Stored data entries:
———
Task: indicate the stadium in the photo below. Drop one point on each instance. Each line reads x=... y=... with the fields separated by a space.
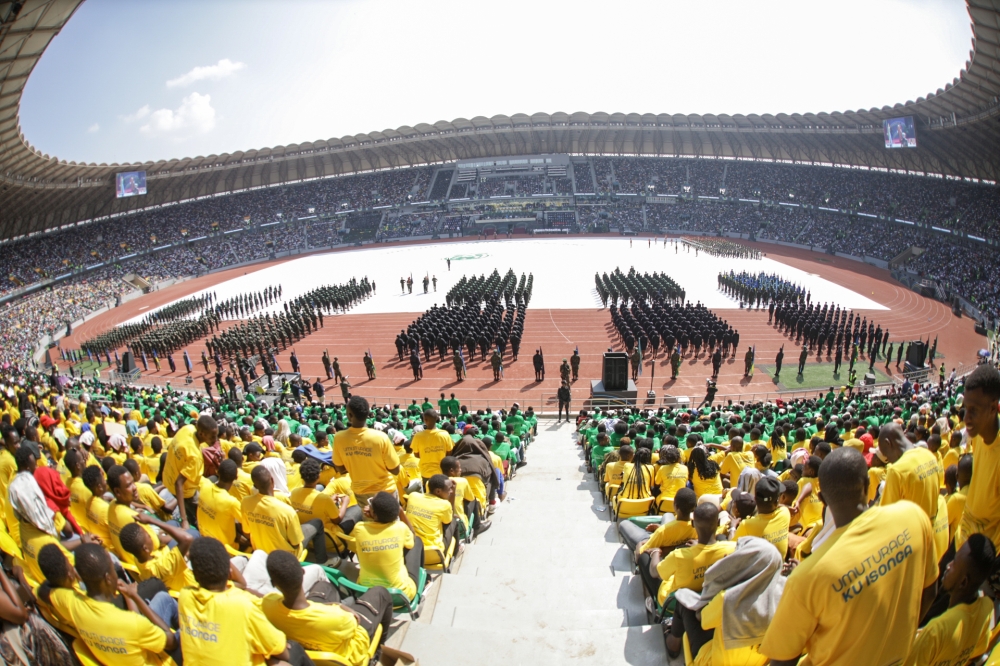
x=725 y=312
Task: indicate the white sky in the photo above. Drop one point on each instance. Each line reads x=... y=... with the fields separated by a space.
x=134 y=81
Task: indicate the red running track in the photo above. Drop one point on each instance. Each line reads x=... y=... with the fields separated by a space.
x=558 y=332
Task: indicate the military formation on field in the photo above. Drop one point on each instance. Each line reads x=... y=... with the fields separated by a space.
x=637 y=287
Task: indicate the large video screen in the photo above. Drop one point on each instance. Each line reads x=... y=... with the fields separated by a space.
x=899 y=132
x=130 y=184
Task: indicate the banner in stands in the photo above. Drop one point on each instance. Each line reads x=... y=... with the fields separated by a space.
x=899 y=132
x=130 y=184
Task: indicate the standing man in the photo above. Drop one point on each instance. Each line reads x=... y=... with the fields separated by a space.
x=184 y=465
x=418 y=371
x=818 y=608
x=431 y=445
x=982 y=425
x=326 y=364
x=539 y=362
x=366 y=454
x=564 y=400
x=496 y=362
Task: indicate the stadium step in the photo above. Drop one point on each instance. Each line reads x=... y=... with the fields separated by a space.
x=548 y=583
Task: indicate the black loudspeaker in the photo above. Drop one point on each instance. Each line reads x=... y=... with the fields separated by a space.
x=917 y=353
x=615 y=376
x=128 y=362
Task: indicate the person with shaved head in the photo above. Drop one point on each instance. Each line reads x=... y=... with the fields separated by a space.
x=914 y=474
x=859 y=597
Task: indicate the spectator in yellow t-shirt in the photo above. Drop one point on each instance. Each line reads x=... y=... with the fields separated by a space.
x=332 y=627
x=431 y=445
x=686 y=567
x=830 y=615
x=366 y=454
x=222 y=624
x=961 y=633
x=389 y=554
x=140 y=637
x=432 y=515
x=184 y=465
x=467 y=507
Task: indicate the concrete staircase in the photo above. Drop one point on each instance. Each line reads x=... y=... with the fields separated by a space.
x=547 y=584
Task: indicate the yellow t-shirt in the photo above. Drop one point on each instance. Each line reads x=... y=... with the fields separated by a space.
x=914 y=477
x=341 y=486
x=613 y=473
x=32 y=541
x=113 y=635
x=955 y=637
x=271 y=524
x=379 y=547
x=868 y=573
x=242 y=486
x=714 y=653
x=368 y=456
x=772 y=527
x=310 y=504
x=429 y=515
x=956 y=506
x=169 y=566
x=431 y=446
x=876 y=475
x=463 y=494
x=630 y=486
x=8 y=468
x=184 y=459
x=97 y=519
x=811 y=508
x=149 y=497
x=734 y=463
x=670 y=535
x=710 y=486
x=150 y=466
x=226 y=628
x=940 y=523
x=78 y=498
x=686 y=567
x=218 y=513
x=321 y=627
x=670 y=479
x=982 y=511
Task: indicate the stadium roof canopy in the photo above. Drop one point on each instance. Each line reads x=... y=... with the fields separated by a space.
———
**What you should do**
The preceding entries should be duplicated word for word; no picture belongs in the copy.

**Answer to this exercise**
Task: indicate the stadium in the photo below. Drop one point on each instance. Each line reads x=... y=... with the fields separated by a space.
x=725 y=312
Task: indicate the white sky in the photo above. Drop one point on each instance. Each line reads x=... y=... with the fields separated by a space.
x=134 y=81
Task: indicate the red running track in the photo above. Drop one point on each instance. Each line reads x=... y=... with the fields separated by a space.
x=558 y=332
Task: indicate the military formation on field in the photo above. Drop one point on each instance. Each line reads x=... y=... with the fields separated by a space.
x=637 y=287
Task: indicate the large video screen in the photo above. Drop one point on each instance. Each line reads x=... y=... with the fields separated by a space.
x=899 y=132
x=130 y=184
Task: indicate the banner in stands in the photo above. Drop one point on each instance. Each line reads x=... y=... with the fields separated by a space.
x=899 y=132
x=130 y=184
Task: indicate the standing man in the photo above. Drop one point on each instance. Each line reads x=... y=... with the fields separated by a space.
x=184 y=465
x=418 y=371
x=818 y=608
x=431 y=445
x=982 y=425
x=326 y=364
x=539 y=362
x=366 y=454
x=564 y=400
x=496 y=362
Task: indicate the stadium step in the photo above. Drop one point on each instance. Each line reads x=... y=... with the fields separated by a space.
x=548 y=583
Task: indicate the black loudspeaker in the photo above. Drop one point on each instance. Each line reads x=... y=... with the fields separated by a space.
x=917 y=353
x=615 y=376
x=128 y=362
Task: indicate the person with shaved head in the photo above. Drop one point on each instance. Each line reads x=... y=... with the fields separated by a space.
x=914 y=474
x=859 y=597
Task: indicate the spectator in yellow t-shirt in the photo above. Drop one point on each instance. Each line reads x=... y=... with the fields separated by a space.
x=332 y=627
x=431 y=445
x=686 y=567
x=830 y=615
x=366 y=454
x=222 y=624
x=961 y=633
x=389 y=554
x=140 y=637
x=432 y=515
x=184 y=465
x=467 y=507
Task: indicate the concrete staircase in the photo above. Drop one point on each instance. Each line reads x=... y=... with the fields separated by a space.
x=547 y=584
Task: indicate the yellow t-shirt in the photo above. Drop one point on each instance. Each line reads x=... y=... with the fields separated by a space.
x=914 y=477
x=341 y=486
x=613 y=473
x=32 y=541
x=113 y=635
x=955 y=637
x=271 y=524
x=379 y=547
x=868 y=573
x=242 y=486
x=714 y=653
x=368 y=456
x=772 y=527
x=310 y=504
x=429 y=515
x=956 y=506
x=169 y=566
x=431 y=446
x=876 y=475
x=463 y=494
x=630 y=486
x=8 y=468
x=184 y=459
x=97 y=519
x=811 y=508
x=149 y=497
x=734 y=463
x=670 y=535
x=710 y=486
x=150 y=466
x=226 y=628
x=940 y=523
x=78 y=498
x=686 y=567
x=218 y=513
x=321 y=627
x=670 y=479
x=982 y=511
Task: indicate the stadium roof canopy in the photo above. Drop one point on each instance. Each line reads x=... y=... with the fields separated by a space.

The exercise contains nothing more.